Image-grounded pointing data
┄┄┄┄┄┄

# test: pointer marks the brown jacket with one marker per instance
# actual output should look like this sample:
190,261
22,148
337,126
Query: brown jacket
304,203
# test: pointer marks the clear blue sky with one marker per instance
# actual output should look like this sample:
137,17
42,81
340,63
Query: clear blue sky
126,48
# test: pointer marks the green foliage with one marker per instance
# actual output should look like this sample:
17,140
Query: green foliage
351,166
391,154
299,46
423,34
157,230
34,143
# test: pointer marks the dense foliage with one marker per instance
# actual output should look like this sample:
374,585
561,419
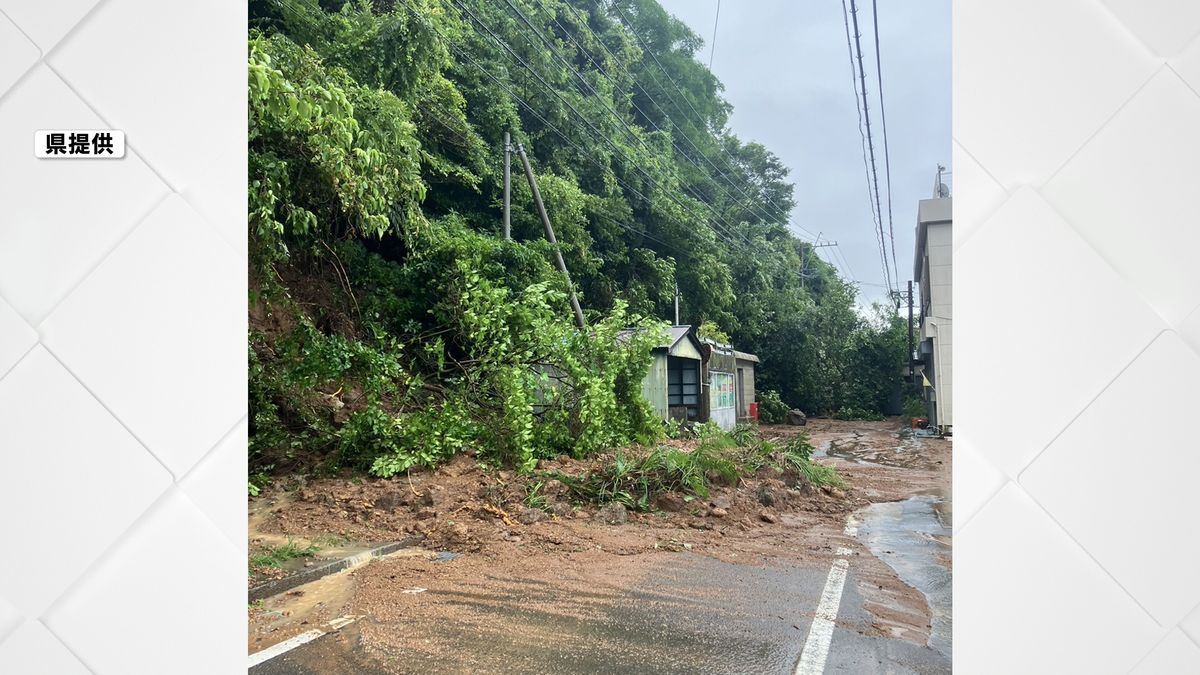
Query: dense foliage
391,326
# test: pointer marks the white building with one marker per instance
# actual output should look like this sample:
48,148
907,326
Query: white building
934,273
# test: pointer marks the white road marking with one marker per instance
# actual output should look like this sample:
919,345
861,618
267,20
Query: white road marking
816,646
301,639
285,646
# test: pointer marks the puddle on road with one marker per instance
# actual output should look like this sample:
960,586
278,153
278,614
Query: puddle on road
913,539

┄┄┄┄┄┄

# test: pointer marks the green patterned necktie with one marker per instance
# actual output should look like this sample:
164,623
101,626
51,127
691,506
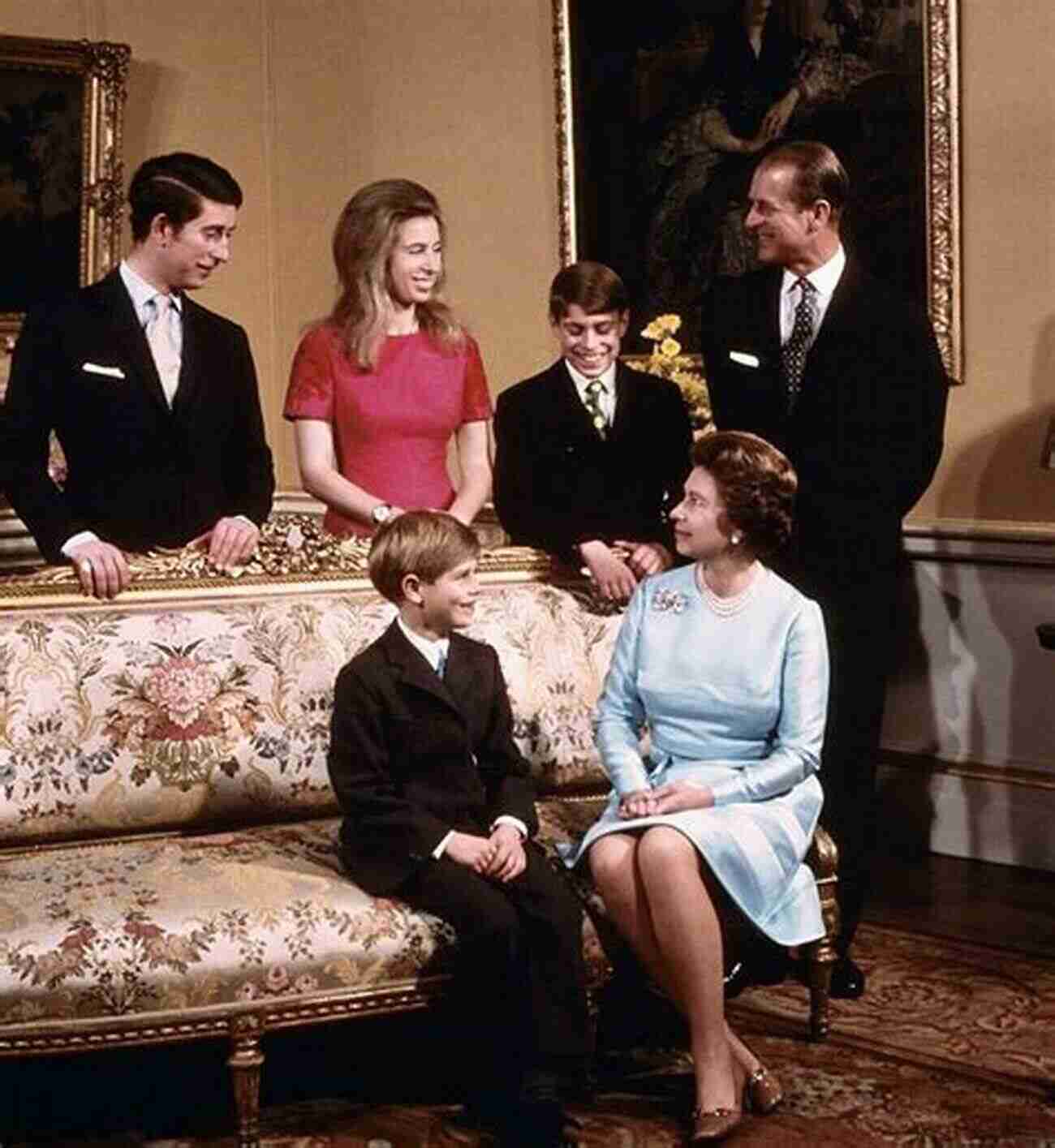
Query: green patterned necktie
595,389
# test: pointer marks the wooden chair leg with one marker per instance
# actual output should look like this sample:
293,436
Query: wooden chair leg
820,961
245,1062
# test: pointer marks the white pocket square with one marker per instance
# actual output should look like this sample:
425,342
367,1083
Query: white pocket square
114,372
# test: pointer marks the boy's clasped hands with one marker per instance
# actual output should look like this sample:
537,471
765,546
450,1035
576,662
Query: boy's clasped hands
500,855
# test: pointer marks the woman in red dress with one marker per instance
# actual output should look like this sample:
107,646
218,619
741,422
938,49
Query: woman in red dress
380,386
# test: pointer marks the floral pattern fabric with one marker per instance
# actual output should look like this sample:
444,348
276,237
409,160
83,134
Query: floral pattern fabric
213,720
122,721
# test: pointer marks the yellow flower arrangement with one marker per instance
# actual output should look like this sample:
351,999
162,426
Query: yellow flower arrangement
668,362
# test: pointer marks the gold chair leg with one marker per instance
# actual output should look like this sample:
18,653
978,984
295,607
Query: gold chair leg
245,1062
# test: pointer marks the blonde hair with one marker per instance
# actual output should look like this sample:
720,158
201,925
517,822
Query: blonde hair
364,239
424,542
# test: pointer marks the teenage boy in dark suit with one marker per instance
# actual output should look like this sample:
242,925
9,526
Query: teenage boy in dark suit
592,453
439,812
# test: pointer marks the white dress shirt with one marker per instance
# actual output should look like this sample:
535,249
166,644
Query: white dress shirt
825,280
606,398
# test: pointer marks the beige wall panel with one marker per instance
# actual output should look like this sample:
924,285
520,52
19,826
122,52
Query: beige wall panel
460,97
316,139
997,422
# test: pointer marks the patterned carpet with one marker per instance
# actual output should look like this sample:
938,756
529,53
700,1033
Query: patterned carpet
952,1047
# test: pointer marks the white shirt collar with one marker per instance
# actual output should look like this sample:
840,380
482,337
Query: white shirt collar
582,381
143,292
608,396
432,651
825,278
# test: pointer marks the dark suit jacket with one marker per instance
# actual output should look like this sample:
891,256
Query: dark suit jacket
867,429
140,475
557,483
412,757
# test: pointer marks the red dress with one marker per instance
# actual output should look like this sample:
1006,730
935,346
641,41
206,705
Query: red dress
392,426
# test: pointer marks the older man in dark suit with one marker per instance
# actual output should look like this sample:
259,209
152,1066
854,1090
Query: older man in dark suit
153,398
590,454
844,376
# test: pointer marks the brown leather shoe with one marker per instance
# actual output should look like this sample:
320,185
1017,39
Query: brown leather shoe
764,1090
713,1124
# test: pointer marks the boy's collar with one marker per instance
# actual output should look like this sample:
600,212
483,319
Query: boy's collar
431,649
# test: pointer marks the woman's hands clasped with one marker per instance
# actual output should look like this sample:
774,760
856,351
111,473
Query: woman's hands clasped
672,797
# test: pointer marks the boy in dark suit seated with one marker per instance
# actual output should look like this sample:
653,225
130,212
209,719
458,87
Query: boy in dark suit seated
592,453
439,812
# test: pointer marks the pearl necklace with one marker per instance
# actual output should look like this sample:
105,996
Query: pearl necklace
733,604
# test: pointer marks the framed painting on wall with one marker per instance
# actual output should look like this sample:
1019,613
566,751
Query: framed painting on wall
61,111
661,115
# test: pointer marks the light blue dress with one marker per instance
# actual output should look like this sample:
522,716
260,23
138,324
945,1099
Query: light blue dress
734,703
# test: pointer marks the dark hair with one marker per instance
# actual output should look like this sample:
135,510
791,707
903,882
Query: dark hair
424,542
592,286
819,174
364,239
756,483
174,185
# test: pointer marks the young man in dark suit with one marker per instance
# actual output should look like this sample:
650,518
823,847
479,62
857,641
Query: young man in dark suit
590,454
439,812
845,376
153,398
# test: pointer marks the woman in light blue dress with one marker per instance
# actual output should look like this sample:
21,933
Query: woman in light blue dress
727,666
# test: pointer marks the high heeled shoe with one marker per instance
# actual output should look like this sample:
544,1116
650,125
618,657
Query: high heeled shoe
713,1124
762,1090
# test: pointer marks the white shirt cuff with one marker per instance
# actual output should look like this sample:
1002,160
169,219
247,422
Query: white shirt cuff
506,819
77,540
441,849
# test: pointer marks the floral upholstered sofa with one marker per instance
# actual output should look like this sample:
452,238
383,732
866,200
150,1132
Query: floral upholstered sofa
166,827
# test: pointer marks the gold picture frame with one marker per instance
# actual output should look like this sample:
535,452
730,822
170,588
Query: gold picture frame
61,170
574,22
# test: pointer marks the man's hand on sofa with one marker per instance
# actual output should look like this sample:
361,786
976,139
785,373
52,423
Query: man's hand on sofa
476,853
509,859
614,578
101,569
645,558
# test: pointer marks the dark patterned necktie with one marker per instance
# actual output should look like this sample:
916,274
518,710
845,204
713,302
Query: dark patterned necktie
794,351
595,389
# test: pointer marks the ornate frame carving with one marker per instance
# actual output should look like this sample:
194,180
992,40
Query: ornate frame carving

┄┄┄┄┄┄

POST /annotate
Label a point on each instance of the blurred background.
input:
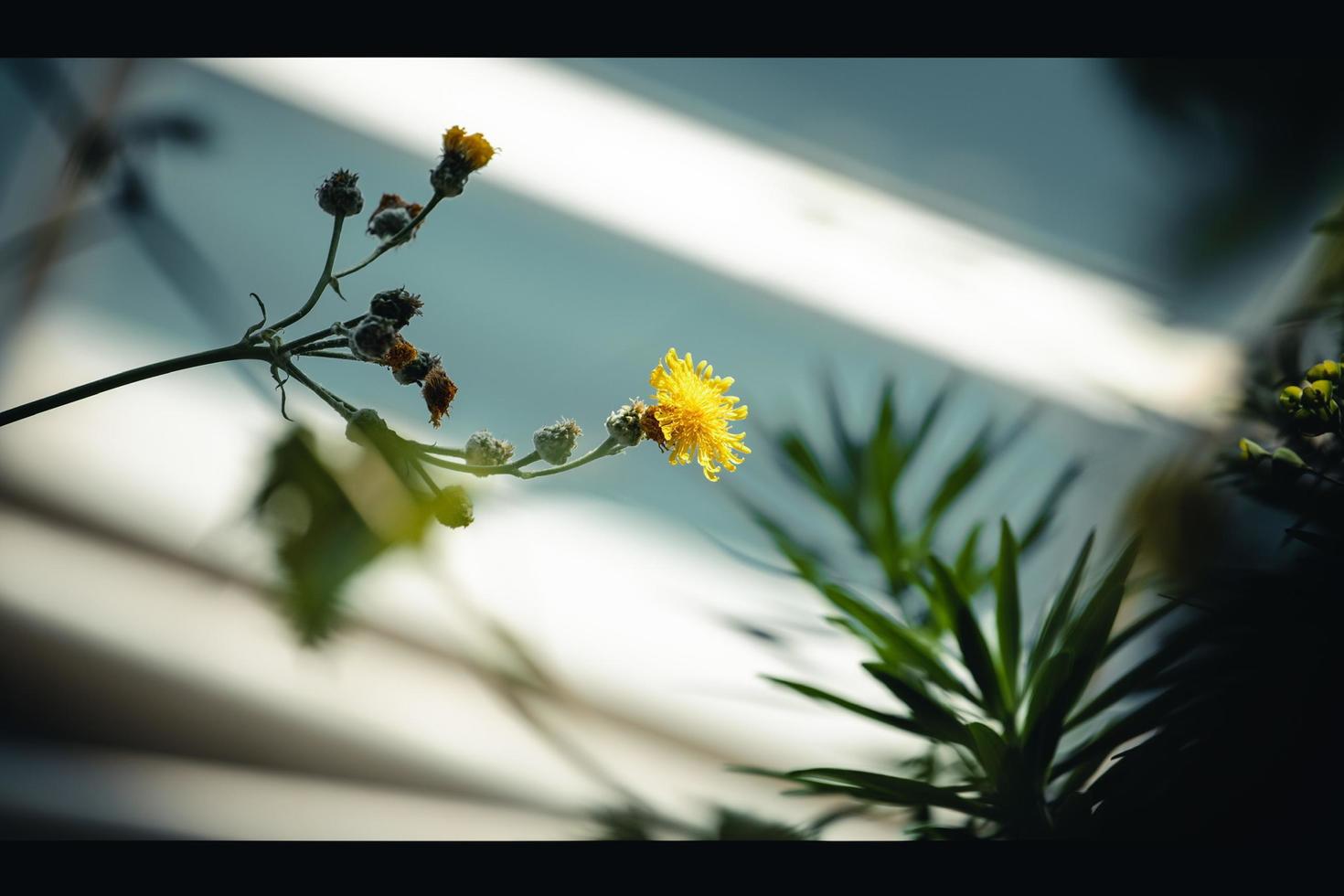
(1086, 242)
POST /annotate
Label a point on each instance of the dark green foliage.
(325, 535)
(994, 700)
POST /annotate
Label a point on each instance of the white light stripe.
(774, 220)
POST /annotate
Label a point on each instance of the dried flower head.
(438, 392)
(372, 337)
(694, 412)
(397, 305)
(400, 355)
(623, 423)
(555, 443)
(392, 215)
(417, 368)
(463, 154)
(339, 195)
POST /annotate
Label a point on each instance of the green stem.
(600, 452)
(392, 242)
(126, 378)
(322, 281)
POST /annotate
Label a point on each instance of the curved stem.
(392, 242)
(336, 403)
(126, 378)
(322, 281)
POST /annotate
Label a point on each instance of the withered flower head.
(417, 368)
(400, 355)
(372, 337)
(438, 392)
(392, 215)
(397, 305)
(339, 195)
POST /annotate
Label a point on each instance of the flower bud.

┄┄┄┄┄┄

What is needed is each line of the entries that contains the word "carving".

*Solution to this exercise*.
# test: pointer marks the ornate frame carving with one marker per instance
Query: ornate frame carving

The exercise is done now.